▶ _Exercise instructions_:
Identify each line in the data below that contains the string "dough", and copy every such line. Only matches in the same case count.

Pointing data
==*==
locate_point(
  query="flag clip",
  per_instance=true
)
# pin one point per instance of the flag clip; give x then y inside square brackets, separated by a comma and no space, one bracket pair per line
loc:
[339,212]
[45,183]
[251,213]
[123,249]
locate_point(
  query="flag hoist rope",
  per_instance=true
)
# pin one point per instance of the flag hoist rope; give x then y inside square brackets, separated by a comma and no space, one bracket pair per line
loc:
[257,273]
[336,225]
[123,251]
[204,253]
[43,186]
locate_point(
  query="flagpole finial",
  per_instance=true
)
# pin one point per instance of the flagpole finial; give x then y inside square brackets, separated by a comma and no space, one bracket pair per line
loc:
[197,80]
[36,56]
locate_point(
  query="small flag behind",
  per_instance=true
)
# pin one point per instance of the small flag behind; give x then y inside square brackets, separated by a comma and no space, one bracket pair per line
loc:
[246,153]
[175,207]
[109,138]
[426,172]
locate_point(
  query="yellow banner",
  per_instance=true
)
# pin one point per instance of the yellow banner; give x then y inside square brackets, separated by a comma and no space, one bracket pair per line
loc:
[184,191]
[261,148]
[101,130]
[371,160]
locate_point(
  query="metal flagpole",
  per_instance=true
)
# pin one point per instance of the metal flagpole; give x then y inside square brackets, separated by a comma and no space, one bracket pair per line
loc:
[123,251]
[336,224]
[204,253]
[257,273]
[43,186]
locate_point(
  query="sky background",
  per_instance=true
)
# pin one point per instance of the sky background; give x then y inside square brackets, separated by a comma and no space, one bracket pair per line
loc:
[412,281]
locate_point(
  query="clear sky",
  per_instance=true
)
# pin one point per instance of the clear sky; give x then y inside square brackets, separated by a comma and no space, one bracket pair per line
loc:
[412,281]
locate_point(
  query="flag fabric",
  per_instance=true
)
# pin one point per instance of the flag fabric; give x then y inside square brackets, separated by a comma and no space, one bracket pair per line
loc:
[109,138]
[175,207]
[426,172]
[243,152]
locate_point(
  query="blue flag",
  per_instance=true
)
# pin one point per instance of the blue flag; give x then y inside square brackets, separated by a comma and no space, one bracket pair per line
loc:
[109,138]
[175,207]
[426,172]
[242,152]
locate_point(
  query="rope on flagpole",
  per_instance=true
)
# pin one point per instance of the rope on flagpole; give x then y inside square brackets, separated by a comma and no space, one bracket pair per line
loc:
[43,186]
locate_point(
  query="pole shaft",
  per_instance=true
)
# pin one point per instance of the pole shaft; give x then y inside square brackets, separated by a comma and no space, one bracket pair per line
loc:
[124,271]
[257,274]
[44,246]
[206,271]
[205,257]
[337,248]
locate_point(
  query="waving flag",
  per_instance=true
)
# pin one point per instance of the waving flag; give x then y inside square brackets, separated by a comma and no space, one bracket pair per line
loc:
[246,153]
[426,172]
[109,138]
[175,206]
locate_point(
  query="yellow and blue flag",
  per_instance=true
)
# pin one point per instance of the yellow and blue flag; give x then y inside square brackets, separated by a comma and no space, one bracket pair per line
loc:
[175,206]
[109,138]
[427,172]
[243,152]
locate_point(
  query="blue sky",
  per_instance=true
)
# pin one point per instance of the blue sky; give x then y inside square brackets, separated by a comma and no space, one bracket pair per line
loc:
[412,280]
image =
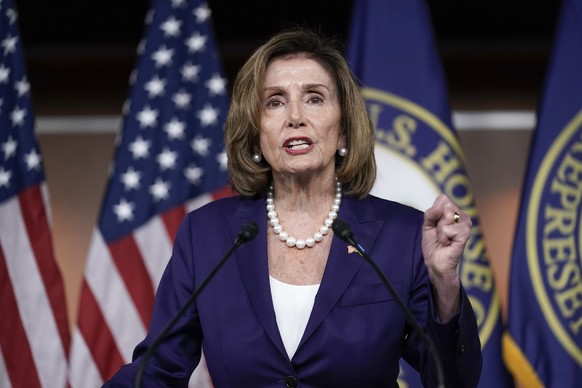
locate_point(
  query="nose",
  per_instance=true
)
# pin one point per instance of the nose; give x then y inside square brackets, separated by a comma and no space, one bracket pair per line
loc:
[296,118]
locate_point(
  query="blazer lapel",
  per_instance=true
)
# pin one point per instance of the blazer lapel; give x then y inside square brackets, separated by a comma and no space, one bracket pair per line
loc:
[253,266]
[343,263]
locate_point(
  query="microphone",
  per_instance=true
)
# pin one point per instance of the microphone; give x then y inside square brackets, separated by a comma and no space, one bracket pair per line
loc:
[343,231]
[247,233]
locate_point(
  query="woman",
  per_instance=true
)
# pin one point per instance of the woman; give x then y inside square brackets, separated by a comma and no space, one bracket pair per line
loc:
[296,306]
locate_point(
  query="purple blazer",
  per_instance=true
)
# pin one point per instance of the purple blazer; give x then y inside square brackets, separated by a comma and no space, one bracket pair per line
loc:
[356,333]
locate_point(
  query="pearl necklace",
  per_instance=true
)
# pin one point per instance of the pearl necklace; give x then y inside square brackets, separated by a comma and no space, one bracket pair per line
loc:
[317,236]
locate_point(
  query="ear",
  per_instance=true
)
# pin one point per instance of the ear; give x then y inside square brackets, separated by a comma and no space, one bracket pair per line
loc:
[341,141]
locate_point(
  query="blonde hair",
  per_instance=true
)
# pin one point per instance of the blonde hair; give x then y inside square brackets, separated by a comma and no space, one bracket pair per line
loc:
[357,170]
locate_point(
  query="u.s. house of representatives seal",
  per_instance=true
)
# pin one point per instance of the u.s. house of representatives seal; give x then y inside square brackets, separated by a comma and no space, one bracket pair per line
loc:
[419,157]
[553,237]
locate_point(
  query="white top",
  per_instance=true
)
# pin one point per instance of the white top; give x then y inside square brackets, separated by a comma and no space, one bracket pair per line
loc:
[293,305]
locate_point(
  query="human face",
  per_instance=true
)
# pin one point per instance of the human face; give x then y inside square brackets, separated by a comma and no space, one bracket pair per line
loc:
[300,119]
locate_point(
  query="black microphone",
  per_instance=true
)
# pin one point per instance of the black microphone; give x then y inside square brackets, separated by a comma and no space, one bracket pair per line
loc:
==*==
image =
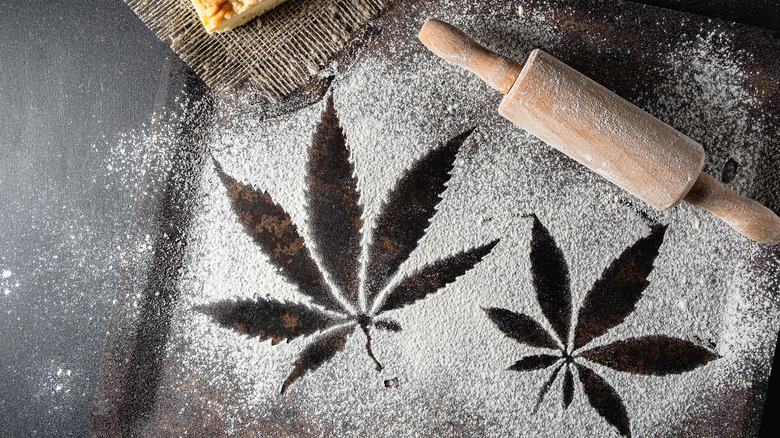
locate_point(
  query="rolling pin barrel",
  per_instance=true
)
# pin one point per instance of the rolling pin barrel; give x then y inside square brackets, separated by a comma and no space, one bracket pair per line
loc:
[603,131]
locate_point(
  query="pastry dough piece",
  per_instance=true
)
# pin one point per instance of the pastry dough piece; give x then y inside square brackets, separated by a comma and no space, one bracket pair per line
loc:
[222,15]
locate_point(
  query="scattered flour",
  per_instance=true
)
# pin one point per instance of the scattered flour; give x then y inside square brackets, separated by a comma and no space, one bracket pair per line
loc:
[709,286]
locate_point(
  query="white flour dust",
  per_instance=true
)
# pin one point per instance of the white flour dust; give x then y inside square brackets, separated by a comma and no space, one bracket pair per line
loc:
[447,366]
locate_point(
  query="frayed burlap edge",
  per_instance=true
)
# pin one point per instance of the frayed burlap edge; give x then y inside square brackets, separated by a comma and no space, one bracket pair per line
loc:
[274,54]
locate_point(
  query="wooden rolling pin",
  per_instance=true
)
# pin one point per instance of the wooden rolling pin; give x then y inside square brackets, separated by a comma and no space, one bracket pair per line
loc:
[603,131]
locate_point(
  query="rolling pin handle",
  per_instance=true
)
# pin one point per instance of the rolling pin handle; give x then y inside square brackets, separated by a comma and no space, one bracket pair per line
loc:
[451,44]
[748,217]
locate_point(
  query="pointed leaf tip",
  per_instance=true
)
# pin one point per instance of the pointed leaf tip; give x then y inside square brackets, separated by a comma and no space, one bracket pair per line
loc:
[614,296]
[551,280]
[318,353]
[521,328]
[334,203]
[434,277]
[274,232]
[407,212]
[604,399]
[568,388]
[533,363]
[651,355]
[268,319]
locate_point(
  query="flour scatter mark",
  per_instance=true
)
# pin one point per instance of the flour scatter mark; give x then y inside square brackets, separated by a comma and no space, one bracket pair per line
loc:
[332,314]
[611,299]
==*==
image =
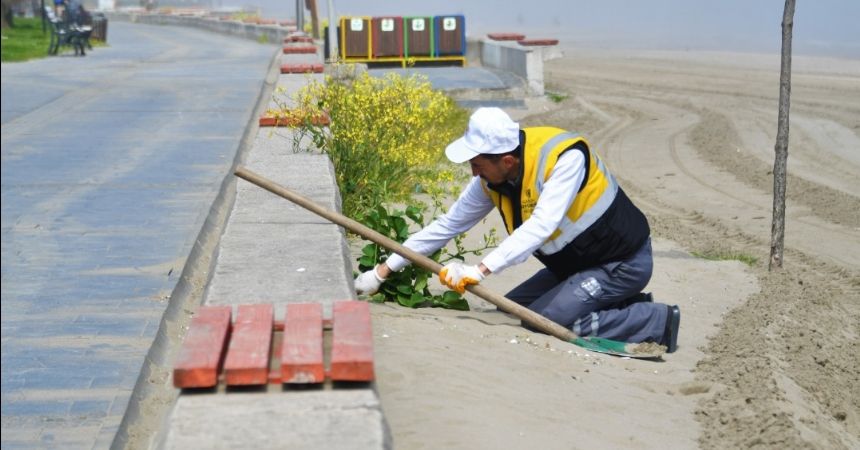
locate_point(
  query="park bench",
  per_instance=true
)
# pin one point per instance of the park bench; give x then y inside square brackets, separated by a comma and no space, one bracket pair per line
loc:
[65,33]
==*==
▶ _Written reply_:
  query="pastry dough piece",
# pin one point per instance of the pastry dough piece; give x then y inside square brackets, separated by a comma and no space, one bracket pair per line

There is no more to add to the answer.